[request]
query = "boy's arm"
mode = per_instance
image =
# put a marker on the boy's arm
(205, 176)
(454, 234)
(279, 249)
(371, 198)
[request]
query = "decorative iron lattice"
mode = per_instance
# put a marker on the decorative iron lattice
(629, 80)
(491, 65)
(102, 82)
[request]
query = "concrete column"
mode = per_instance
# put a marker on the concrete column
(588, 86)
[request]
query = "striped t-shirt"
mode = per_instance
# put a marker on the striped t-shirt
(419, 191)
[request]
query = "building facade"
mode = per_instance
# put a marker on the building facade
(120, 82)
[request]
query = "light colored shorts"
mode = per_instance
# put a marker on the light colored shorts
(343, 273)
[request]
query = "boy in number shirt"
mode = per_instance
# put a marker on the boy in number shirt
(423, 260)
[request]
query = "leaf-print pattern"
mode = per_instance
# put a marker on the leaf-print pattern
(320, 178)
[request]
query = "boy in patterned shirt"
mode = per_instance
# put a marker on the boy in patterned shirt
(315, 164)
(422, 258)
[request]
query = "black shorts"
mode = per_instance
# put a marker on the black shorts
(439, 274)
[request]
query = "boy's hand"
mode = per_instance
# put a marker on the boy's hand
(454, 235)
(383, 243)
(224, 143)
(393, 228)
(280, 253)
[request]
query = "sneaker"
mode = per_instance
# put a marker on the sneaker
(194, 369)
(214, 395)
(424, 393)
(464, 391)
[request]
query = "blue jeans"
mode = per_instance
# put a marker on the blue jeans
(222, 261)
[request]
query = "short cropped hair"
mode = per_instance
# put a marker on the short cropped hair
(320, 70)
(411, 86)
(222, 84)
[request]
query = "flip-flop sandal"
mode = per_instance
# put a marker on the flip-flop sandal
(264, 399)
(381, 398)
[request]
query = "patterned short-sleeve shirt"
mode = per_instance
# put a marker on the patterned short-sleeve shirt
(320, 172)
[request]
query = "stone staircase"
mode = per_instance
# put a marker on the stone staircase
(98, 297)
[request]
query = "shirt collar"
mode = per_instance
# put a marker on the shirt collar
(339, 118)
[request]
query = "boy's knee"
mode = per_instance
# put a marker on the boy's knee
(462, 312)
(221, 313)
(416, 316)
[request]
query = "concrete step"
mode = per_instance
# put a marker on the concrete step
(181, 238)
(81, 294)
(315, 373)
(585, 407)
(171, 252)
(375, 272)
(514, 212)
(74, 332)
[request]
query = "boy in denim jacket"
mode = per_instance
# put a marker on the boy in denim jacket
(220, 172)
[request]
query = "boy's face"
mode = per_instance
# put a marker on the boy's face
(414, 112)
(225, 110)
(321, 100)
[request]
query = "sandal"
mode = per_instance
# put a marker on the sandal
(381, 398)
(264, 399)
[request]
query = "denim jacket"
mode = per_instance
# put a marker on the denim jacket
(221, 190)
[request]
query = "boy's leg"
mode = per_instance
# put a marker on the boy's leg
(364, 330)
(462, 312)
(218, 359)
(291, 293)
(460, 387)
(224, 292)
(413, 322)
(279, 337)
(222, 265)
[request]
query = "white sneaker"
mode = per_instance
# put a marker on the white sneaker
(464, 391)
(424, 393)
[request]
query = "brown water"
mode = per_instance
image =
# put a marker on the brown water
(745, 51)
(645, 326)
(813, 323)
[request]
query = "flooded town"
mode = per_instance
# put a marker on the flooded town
════
Output the full listing without altering anything.

[request]
query = "boy's arm"
mode = per_instance
image =
# put a marker on the boy's arm
(205, 176)
(454, 234)
(279, 249)
(371, 198)
[request]
query = "decorative iron lattice"
mode = per_instance
# put a marker on the decorative iron lattice
(629, 80)
(491, 65)
(102, 82)
[request]
query = "concrete column"
mode = per_instance
# put a marker on the concrete column
(588, 86)
[request]
query = "striped t-shirt"
mode = per_instance
# put a marker on the striped t-shirt
(419, 191)
[request]
query = "building facade"
mode = per_instance
# put a marker on the building facade
(120, 82)
[request]
query = "light colored shorts"
mode = per_instance
# put a marker on the light colored shorts
(343, 273)
[request]
query = "boy in number shirt"
mode = per_instance
# put a marker on the boy in number shirt
(423, 260)
[request]
query = "leaf-print pattern"
mode = per_instance
# put a marker on the leaf-print pattern
(320, 178)
[request]
query = "boy in patterned shirt"
mode = per_instance
# put a marker on the boy in patterned shirt
(315, 164)
(422, 258)
[request]
query = "black shorts"
mode = per_instance
# put a marker on the black shorts
(439, 274)
[request]
query = "boy's hand"
mode = per_instance
# put a marker on the boy's hand
(454, 235)
(383, 243)
(224, 143)
(393, 228)
(280, 253)
[request]
query = "sneaker"
mode = per_instance
# put a marker on the sneaker
(194, 369)
(214, 395)
(424, 393)
(464, 391)
[request]
query = "blue jeans"
mode = per_instance
# put a marker on the blue jeans
(222, 261)
[request]
query = "short cropped hair"
mode = per_instance
# put a marker on the short cropped hair
(320, 70)
(411, 86)
(222, 84)
[request]
query = "flip-flop sandal"
mode = per_instance
# put a marker on the flip-flop sandal
(264, 399)
(381, 398)
[request]
query = "patterned short-sleeve shirt"
mode = per_instance
# put a marker on the patterned short-sleeve shirt
(320, 172)
[request]
query = "stone staircase"
mode = per_instance
# put a marker on the stone staircase
(98, 297)
[request]
query = "shirt collar"
mode = per_instance
# put a marker on the shirt collar
(339, 118)
[request]
query = "boy's knee"
mode = per_instance
# put a marker on the boy's knee
(462, 312)
(221, 313)
(416, 316)
[request]
query = "concrete step"
mode = per_instance
# put a marker on the concrete step
(181, 238)
(81, 294)
(315, 373)
(585, 407)
(171, 252)
(375, 272)
(514, 212)
(74, 332)
[request]
query = "boy in denim jacket"
mode = per_instance
# put a marker on the boy in denim jacket
(220, 172)
[request]
query = "boy's face"
mode = per_instance
# put a marker on the boy's face
(414, 112)
(225, 110)
(321, 100)
[request]
query = "sandal"
mode = per_instance
# put a marker on the sandal
(381, 398)
(264, 399)
[request]
query = "denim jacket"
mode = per_instance
# put a marker on the denim jacket
(221, 190)
[request]
query = "boy's leg"
mode = per_instance
# put a marker on the boy's leg
(364, 330)
(462, 312)
(218, 359)
(291, 293)
(460, 387)
(224, 292)
(413, 322)
(279, 337)
(222, 265)
[request]
query = "white sneaker"
mode = per_instance
# put a marker on the white sneaker
(464, 391)
(424, 393)
[request]
query = "brown water"
mode = per_instance
image =
# put a marker on the brown water
(745, 51)
(645, 326)
(813, 323)
[request]
query = "flooded town"
mode = per_instance
# put a marker on the flooded town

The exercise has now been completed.